▶ Requirement: When you reach the records, transcribe all of them exactly.

▶ Region pointing data:
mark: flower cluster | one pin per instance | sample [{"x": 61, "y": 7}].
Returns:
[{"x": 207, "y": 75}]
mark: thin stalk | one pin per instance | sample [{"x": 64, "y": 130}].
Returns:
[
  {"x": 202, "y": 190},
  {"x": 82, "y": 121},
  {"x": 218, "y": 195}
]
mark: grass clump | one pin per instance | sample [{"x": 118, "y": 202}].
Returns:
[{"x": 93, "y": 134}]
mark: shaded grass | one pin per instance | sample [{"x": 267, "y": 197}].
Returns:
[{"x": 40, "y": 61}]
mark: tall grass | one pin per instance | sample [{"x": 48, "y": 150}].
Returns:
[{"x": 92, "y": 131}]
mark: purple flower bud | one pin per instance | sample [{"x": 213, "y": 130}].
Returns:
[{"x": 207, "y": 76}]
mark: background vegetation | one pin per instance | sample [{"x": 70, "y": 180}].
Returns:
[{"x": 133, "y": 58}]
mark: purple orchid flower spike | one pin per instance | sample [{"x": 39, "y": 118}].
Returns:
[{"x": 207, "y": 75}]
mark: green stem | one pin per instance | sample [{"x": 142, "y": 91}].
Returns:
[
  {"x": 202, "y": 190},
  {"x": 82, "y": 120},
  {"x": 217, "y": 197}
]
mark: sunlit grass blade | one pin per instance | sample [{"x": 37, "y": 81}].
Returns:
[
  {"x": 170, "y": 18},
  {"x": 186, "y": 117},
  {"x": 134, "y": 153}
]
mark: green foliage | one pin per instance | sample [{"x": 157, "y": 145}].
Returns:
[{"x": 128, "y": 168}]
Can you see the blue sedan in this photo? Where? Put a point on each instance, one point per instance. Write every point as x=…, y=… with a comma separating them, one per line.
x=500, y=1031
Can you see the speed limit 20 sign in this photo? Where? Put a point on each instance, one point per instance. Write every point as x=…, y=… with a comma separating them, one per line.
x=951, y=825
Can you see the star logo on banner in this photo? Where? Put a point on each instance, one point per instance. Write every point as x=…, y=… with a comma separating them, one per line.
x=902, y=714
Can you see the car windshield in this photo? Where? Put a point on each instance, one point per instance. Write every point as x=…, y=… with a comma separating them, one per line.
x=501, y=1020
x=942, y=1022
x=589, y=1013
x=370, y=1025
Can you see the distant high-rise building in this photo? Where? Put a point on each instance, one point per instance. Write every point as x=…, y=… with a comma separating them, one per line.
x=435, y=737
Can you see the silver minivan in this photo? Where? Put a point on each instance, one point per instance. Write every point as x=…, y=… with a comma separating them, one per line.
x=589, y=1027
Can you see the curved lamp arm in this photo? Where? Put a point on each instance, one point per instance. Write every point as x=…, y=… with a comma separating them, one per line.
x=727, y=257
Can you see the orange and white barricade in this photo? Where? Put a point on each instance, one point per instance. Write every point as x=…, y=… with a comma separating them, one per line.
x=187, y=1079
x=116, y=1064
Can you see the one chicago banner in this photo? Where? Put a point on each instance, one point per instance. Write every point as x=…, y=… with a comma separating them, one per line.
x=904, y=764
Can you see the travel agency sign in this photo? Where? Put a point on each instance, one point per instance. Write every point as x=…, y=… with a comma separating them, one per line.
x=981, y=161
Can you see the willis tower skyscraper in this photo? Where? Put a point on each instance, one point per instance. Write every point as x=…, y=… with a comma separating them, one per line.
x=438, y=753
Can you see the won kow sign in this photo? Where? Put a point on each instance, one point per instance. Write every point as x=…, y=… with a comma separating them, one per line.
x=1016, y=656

▶ Output below:
mark: flower cluster | one pin per instance | sample [{"x": 61, "y": 7}].
Returns:
[{"x": 207, "y": 75}]
mark: thin stalk | one pin per instance | sample [{"x": 64, "y": 130}].
Returns:
[
  {"x": 202, "y": 190},
  {"x": 82, "y": 121},
  {"x": 218, "y": 195}
]
mark: grass clump | one pin per instance | sample [{"x": 118, "y": 202}].
Returns:
[{"x": 93, "y": 134}]
mark: shaded grass | one pin per instance | sample [{"x": 267, "y": 197}].
Returns:
[{"x": 40, "y": 61}]
mark: tall grass | one pin per instance | sample [{"x": 48, "y": 150}].
Returns:
[{"x": 92, "y": 131}]
mark: purple flower bud | one pin per instance | sample [{"x": 213, "y": 130}].
Returns:
[{"x": 207, "y": 76}]
mark: background vegetation | one pin per instance | sample [{"x": 70, "y": 180}].
Returns:
[{"x": 133, "y": 58}]
mark: purple orchid flower spike | one pin per instance | sample [{"x": 39, "y": 118}].
Returns:
[{"x": 207, "y": 75}]
mark: green stem | one pin per instance | sample [{"x": 142, "y": 91}].
Returns:
[
  {"x": 202, "y": 190},
  {"x": 82, "y": 120},
  {"x": 217, "y": 197}
]
mark: sunlit grass blade | one pin per instance | sample [{"x": 37, "y": 81}].
Returns:
[
  {"x": 170, "y": 18},
  {"x": 186, "y": 117},
  {"x": 134, "y": 153}
]
mark: green foliage | one pin per instance | sample [{"x": 157, "y": 145}].
Returns:
[{"x": 128, "y": 168}]
Can you see the blue sedan in this photo? Where? Put a point on each instance, one point per instance. Write every point as x=…, y=… with a comma separating them, one per line.
x=500, y=1031
Can you see the speed limit 20 sign in this photo? Where? Put a point on each instance, one point per instance. Write every point as x=…, y=… with a comma separating them, one per line.
x=951, y=825
Can you see the star logo on banner in this photo? Where? Put a point on each instance, one point per instance. Write every point as x=…, y=… with a comma separating them, one per line.
x=902, y=714
Can you see the car windshield in this photo? Where? Put a point on each instance, one point per instance. Write every point as x=…, y=… with a comma separating them, one per line.
x=501, y=1020
x=942, y=1022
x=589, y=1013
x=370, y=1025
Can you see the distant high-rise building in this photo? Where? Put a point on each instance, one point per instance. Write every point as x=…, y=… with a comma separating them, one per line.
x=435, y=737
Can you see the silver minivan in this photo? Where? Put a point on each instance, one point per instance. Write every point as x=…, y=… with a comma separating them, one per line.
x=589, y=1027
Can you see the curved lamp arm in this photo? Where? Put a point on each instance, one point per instance. Write every point as x=…, y=… with a comma separating them, one per line.
x=727, y=257
Can you see the orange and white barricade in this photo? Where? Put a point on each instance, one point per instance. Write every point as x=…, y=… with a comma separating them, one per line.
x=187, y=1079
x=116, y=1064
Can you see the one chicago banner in this photo? Where? Put a point on each instance, one point per instance. Write every point as x=…, y=… with a comma separating them, one per line.
x=904, y=764
Can you see the travel agency sign in this photo? Where? Put a point on each instance, one point per instance. Write every point as x=…, y=… with a comma separating them, one per line.
x=981, y=161
Can you see the willis tower skyscraper in this photo? Where? Put a point on each instance, one point per instance. Write every point as x=…, y=… with a comma separating them, one per line.
x=438, y=753
Can you see the won kow sign in this photo? Where? Put a point on each instance, one point per instance. Write every point as x=…, y=… with a comma separating them, one per line.
x=1016, y=656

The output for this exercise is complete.